> **Exercise**
Turn the items below into a numbered list, leaving out blank lines and the pictures.

Pointing dataset items:
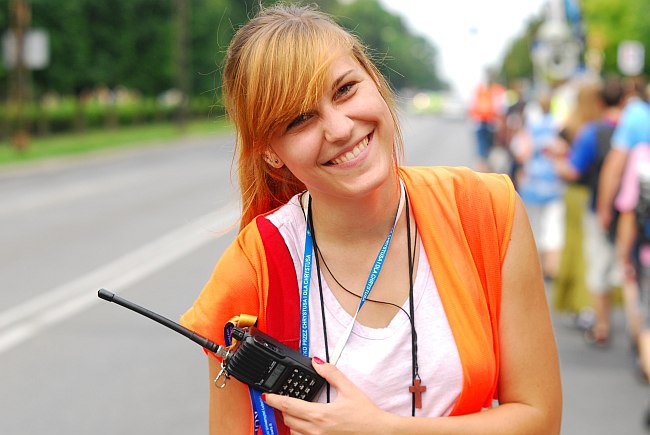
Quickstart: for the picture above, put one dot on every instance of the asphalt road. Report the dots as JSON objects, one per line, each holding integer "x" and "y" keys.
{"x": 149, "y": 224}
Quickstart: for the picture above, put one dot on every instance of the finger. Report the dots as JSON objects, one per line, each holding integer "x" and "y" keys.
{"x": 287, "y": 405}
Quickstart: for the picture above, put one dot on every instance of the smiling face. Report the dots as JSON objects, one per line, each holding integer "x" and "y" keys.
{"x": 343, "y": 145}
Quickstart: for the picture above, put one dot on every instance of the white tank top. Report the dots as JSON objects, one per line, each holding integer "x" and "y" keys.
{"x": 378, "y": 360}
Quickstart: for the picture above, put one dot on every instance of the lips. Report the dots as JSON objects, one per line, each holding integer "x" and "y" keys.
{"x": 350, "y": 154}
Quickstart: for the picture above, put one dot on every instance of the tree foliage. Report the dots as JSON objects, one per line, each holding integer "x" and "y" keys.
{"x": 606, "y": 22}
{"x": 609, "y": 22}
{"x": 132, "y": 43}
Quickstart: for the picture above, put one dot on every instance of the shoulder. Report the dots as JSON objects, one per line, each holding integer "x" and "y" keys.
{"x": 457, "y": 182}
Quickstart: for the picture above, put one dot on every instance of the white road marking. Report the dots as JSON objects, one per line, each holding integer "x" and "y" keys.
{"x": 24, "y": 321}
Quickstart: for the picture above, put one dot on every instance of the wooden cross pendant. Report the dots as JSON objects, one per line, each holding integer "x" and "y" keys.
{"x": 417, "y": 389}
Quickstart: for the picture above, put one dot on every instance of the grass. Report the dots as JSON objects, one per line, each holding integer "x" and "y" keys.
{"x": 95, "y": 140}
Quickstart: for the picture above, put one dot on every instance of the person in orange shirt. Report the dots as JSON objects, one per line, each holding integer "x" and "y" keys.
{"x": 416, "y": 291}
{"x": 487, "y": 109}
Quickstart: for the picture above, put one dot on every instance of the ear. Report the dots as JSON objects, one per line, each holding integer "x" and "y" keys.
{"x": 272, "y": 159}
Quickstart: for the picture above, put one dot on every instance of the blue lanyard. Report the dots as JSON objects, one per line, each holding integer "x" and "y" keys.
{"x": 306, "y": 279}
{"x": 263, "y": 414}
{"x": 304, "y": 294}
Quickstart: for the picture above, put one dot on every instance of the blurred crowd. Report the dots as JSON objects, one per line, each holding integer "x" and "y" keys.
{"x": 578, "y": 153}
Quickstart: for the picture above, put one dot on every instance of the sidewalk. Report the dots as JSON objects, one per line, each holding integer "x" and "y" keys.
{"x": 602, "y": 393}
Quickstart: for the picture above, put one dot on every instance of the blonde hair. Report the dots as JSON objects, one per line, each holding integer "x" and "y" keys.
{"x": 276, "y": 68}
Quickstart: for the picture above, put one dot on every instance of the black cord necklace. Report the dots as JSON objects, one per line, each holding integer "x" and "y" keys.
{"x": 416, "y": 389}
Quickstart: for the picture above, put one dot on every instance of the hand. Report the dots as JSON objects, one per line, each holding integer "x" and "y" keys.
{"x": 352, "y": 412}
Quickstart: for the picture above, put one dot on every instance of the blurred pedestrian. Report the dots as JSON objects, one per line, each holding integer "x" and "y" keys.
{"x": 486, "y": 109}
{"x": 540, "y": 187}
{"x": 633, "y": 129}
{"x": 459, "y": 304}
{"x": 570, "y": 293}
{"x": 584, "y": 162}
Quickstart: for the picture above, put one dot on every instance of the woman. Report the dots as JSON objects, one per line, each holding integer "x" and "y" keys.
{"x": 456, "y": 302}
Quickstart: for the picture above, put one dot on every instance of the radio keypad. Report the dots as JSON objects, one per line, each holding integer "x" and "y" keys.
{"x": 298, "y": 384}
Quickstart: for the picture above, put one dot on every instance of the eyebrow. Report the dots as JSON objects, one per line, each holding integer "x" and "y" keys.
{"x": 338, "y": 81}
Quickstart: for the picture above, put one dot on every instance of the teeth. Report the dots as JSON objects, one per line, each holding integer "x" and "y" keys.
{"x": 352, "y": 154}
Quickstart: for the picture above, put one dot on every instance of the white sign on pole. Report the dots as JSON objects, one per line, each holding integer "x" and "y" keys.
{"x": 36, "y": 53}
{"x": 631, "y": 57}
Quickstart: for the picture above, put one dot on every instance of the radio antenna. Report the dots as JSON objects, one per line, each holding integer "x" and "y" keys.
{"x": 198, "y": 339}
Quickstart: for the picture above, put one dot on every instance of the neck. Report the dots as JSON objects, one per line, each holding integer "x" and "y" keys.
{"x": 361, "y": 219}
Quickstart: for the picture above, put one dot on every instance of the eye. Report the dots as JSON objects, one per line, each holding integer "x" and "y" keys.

> **Finished answer**
1. Quickstart: for the picture above, put one dot on every instance of the asphalt road. Report the dots as JSON objects, one per line, each holding integer "x" and "y" keys.
2. {"x": 149, "y": 224}
3. Quickstart: for the picture above, put one dot on every instance of the finger. Report the dots as JSON objects, one per line, each holding integer "x" and "y" keys.
4. {"x": 287, "y": 405}
5. Quickstart: for the picture above, put one dot on every instance of the smiling face. Report the dots as JSON objects, one per line, each holding integer "x" and "y" keys.
6. {"x": 343, "y": 145}
7. Quickstart: for the picture above, put one dot on every instance of the white tank top. Report the dots as JSON objects, one per line, each holding integer "x" and "y" keys.
8. {"x": 378, "y": 360}
9. Quickstart: for the picture above, put one dot on every instance of the lips. Report the dots as JSON objects, one per line, each holding integer "x" and "y" keys.
10. {"x": 350, "y": 154}
11. Quickstart: for the picture above, put one dot on every instance of the tree foliage. Report the dots as JSON objects, one per line, each holding integer "x" and "y" keys.
12. {"x": 606, "y": 22}
13. {"x": 609, "y": 22}
14. {"x": 132, "y": 43}
15. Quickstart: for the picture above, put one dot on every instance of the shoulder. Report the dots as JSON objects, one per line, each holding integer "x" and "y" keys.
16. {"x": 457, "y": 182}
17. Quickstart: for the picture above, put one dot on every instance of the white road marking. Report the dots as JSON objects, one per line, each holding integer "x" and "y" keys.
18. {"x": 24, "y": 321}
19. Quickstart: for the picture above, put one dot on every instance of the wooden cross pendant. Report the dots as JSON objects, one per line, each holding integer "x" and "y" keys.
20. {"x": 417, "y": 389}
21. Quickstart: for the picture above, put one dot on every instance of the grass. Report the dots as JSON objects, one per line, each holding integer "x" and "y" keys.
22. {"x": 95, "y": 140}
23. Quickstart: for the picture above, put one dot on every instance of the person in orange shirt. Report the dots as JSON objects, one per line, each holding integer "x" and "y" keys.
24. {"x": 416, "y": 291}
25. {"x": 487, "y": 109}
26. Quickstart: for the picture above, put one dot on every instance of the ear. Report the dots as JSON objects, one per line, each holding integer "x" and "y" keys.
27. {"x": 272, "y": 159}
28. Quickstart: for the picture above, put one dot on every instance of the blue lanyard. Report the dots as JSON objects, one per line, each holding integer "x" and "y" keys.
29. {"x": 306, "y": 279}
30. {"x": 263, "y": 414}
31. {"x": 304, "y": 294}
32. Quickstart: for the picture above, put one dot on every instance of the blurred crowd. Report the dots as JSON objects, one per line, each holding integer "x" and "y" keys.
33. {"x": 578, "y": 153}
34. Quickstart: for the picture above, put one dot on every instance of the sidewalk. Report the dots as JSON objects, one per line, each holding integer "x" and "y" keys.
35. {"x": 602, "y": 393}
36. Quickstart: for the picture above, put one dot on every instance of the blonde hair. Report the dots as JSON objects, one per line, each holding integer "x" and "y" keys.
37. {"x": 276, "y": 68}
38. Quickstart: for the picture above, put one dot on every instance of the black cord necklace. Report the dots as JSON objects, one per line, each holding integer "x" and "y" keys.
39. {"x": 416, "y": 389}
40. Quickstart: for the picture above, put one dot on every instance of the hand. Report the dots as JSON objects, one per line, each holding integer "x" and "y" keys.
41. {"x": 352, "y": 412}
42. Quickstart: for the picture above, put one dot on every instance of the blurred pedestrian. Report the dots as JSON objects, one per line, each holding integer "x" and "y" keys.
43. {"x": 486, "y": 109}
44. {"x": 540, "y": 187}
45. {"x": 633, "y": 129}
46. {"x": 459, "y": 304}
47. {"x": 570, "y": 293}
48. {"x": 584, "y": 162}
49. Quickstart: for the picture above, put one dot on every instance of the woman. Report the dots as JSON objects, one per line, each holding integer "x" and "y" keys.
50. {"x": 456, "y": 302}
51. Quickstart: for the picture above, put one dot on every instance of the radio keypad. Report the dots as JSON objects, one per line, each holding integer "x" and "y" keys.
52. {"x": 298, "y": 384}
53. Quickstart: for the picture above, put one dot on every instance of the eyebrow. Report the dots as JSON objects, one per line, each holding integer "x" and "y" keys.
54. {"x": 338, "y": 81}
55. Quickstart: for the picture above, put one dot on every instance of the teeth. Report the dots as JSON objects, one per line, each holding integer "x" and "y" keys.
56. {"x": 352, "y": 154}
57. Quickstart: for the picture above, put one dot on every instance of the white sign on pole. Report the dots as JSON objects, one per line, each holding integer "x" and "y" keys.
58. {"x": 36, "y": 53}
59. {"x": 631, "y": 57}
60. Quickstart: for the picture above, put one dot on every instance of the radio antenna. Report the dots as JSON objects, one per line, each holding integer "x" and "y" keys.
61. {"x": 198, "y": 339}
62. Quickstart: for the picture above, put one dot on every instance of the neck. Report the dots as JSON objects, one per line, each holding integer "x" and "y" keys.
63. {"x": 361, "y": 219}
64. Quickstart: for the picture above, put one dot on every instance of the eye. Report the dots as JSON objects, one per line, each holding integer "x" and "y" keys.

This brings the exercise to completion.